* _Given text_:
>> begin

8 Replies Latest reply: Jul 30, 2011 9:02 AM by 879169 RSS

    Strange situation with history & diff

    aschilling
      hello!

      on our customer's system we have a very strange situation.
      with the help of the history view we (almost 100%) reconstructed what has happened. it is (most probably) due to rollbacks (RollbackToSp) which happened successfuly. the savepoints were temporary (not user created) and only needed for internal use. after the rollback they were deleted. when deleting, we didn't choose the compress option, thus history entries remained. first of all this led to the situation that our application found a data situation which it assumes to be an error (namely an U/U between parent and child, but not a conflict). the content of the diff view is logical and correct, but as we use the history view to actually find the last change (so that the user is not confused and only sees the one change that actually needs to me merged/refreshed) this now fails, as the content of the history view is not as expected.
      this however is not the main problem. we still could synchronize those changes between the workspaces once we found out which is the one that's newer.
      however, in another case (between two other workspaces) no synchronization happened. we found out, that this was due to the fact, that OWM obviously detected the non-intuitive entry to be the one that needs synchronization. i.e. it was, that in the parent the last change was Insert and in the child it was Update. when refreshing from parent to child it worked, in the other direction nothing happened (which is as expected if OWM found out, that parent->child is the right direction).
      the question now is: how does OWM decide which direction is the right one? (or: which is the last change between two workspaces) because even with partial rollbacks in one workspace we can't figure out, how an Insert should be newer than an Update?

>> end

* _Work to complete_:
[1] Answer these questions about the forum thread on history and diff, one line each:
(a) What remained because the compress option was not chosen when the savepoints were deleted?
(b) In the case where no synchronization happened, what was the last change in the parent and in the child?
(c) In which direction did refreshing work in that case?
[2] From the records, give the lines starting at the one that contains "segment --target=cumulus cloud" and ending at the one that contains "Segment every instance of the cumulus cloud." as a Markdown table, leaving out blank lines. Use the columns Row and Line.

* _Exercise inputs_:

>> begin

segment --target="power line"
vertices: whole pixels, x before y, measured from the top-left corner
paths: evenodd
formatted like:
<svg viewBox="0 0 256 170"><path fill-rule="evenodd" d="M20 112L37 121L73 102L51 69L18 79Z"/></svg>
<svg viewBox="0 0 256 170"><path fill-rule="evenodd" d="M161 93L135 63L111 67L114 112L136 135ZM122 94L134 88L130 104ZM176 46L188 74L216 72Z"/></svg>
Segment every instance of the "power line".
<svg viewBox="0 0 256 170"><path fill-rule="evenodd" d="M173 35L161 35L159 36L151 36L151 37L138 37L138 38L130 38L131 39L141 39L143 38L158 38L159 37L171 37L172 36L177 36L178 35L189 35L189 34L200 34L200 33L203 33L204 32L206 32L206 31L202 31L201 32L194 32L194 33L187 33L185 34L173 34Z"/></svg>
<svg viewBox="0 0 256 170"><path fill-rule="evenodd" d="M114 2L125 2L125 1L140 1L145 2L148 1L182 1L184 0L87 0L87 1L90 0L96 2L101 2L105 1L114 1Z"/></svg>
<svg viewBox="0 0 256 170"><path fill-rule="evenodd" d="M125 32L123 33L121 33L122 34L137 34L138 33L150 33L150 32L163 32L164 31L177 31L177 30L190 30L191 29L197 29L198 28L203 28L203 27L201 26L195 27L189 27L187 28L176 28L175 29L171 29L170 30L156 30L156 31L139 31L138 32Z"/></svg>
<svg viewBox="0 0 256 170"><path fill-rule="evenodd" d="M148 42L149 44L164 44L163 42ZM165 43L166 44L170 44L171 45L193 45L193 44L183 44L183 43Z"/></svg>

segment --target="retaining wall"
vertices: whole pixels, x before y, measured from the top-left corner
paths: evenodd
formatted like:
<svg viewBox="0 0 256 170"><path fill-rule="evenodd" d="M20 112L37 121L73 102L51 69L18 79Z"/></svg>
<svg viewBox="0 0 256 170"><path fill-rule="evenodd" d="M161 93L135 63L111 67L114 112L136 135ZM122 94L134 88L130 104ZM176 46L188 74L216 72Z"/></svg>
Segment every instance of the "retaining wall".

>> end
>> begin

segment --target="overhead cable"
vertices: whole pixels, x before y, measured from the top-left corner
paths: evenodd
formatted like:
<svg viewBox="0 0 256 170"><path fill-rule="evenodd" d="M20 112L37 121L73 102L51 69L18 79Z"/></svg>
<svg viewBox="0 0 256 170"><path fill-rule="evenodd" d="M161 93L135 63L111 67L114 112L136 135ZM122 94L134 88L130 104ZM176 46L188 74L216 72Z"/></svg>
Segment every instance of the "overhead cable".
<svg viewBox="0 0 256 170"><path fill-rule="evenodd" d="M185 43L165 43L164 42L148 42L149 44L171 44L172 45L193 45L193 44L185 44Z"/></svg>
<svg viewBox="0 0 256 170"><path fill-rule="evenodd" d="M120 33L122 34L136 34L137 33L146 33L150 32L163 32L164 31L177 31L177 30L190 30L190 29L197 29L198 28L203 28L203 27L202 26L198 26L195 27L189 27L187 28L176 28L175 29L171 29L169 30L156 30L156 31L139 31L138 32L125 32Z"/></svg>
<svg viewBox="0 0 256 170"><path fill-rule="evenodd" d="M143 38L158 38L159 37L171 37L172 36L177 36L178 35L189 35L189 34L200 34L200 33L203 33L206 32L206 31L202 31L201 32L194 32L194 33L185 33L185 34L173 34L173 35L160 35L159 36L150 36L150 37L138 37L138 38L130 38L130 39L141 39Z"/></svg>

>> end
>> begin

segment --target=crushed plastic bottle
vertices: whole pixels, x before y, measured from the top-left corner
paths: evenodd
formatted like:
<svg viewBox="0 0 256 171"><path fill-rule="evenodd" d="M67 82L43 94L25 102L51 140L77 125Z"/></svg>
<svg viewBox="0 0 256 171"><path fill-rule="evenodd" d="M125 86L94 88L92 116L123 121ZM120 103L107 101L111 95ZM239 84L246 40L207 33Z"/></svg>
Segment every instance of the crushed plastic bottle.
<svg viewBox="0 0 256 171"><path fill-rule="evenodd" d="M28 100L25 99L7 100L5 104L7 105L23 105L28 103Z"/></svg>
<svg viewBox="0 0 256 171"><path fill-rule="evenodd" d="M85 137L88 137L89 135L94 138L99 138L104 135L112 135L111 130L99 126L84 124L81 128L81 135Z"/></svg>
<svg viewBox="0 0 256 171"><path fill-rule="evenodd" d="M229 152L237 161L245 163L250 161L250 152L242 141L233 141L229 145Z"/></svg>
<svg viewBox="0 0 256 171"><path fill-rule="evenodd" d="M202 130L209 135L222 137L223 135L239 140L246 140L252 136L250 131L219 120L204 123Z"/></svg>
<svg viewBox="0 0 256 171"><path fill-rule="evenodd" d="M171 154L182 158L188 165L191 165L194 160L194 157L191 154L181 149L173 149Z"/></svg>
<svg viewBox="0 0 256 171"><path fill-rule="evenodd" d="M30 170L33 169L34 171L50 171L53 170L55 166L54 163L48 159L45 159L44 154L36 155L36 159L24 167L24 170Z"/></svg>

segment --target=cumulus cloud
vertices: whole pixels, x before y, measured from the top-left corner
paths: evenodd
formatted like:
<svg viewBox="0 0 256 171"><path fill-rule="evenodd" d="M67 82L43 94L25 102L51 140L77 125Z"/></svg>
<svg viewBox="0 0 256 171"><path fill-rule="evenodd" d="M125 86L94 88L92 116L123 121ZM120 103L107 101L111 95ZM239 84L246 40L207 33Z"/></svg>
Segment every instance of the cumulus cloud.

>> end

* _Answers per task_:
[1]
(a) History entries remained.
(b) In the parent the last change was Insert; in the child it was Update.
(c) From parent to child.

[2]
| Row | Line |
|---|---|
| 1 | segment --target=cumulus cloud |
| 2 | vertices: whole pixels, x before y, measured from the top-left corner |
| 3 | paths: evenodd |
| 4 | formatted like: |
| 5 | <svg viewBox="0 0 256 171"><path fill-rule="evenodd" d="M67 82L43 94L25 102L51 140L77 125Z"/></svg> |
| 6 | <svg viewBox="0 0 256 171"><path fill-rule="evenodd" d="M125 86L94 88L92 116L123 121ZM120 103L107 101L111 95ZM239 84L246 40L207 33Z"/></svg> |
| 7 | Segment every instance of the cumulus cloud. |